- [Problem]:
Scan the material for the word "format" and return every matching line.

- [Excerpted data]:
+ + +
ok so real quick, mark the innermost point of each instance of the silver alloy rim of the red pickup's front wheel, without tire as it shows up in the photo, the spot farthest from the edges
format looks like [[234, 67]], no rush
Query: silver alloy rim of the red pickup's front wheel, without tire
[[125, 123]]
+ + +
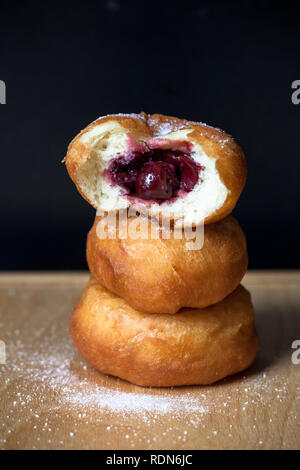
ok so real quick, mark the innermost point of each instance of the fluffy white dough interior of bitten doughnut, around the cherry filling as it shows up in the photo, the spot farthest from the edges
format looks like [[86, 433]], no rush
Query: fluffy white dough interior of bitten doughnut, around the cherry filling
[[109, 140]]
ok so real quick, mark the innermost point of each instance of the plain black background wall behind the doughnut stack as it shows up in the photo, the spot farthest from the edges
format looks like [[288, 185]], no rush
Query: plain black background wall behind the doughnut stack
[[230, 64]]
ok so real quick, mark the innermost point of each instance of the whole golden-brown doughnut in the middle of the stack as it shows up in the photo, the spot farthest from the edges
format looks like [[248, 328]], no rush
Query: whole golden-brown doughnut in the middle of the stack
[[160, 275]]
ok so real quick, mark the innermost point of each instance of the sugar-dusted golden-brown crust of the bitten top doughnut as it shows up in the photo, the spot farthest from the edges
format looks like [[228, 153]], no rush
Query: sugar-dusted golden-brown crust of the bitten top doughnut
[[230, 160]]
+ + +
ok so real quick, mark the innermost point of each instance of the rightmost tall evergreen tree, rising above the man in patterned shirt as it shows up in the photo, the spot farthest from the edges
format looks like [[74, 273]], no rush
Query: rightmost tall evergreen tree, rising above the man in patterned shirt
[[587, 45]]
+ + +
- [Task answer]:
format looks like [[234, 67]], no rush
format looks like [[86, 433]], no rush
format looks like [[288, 185]], no rush
format looks like [[248, 328]], no rush
format looks like [[228, 153]], no rush
format looks like [[74, 273]], no rush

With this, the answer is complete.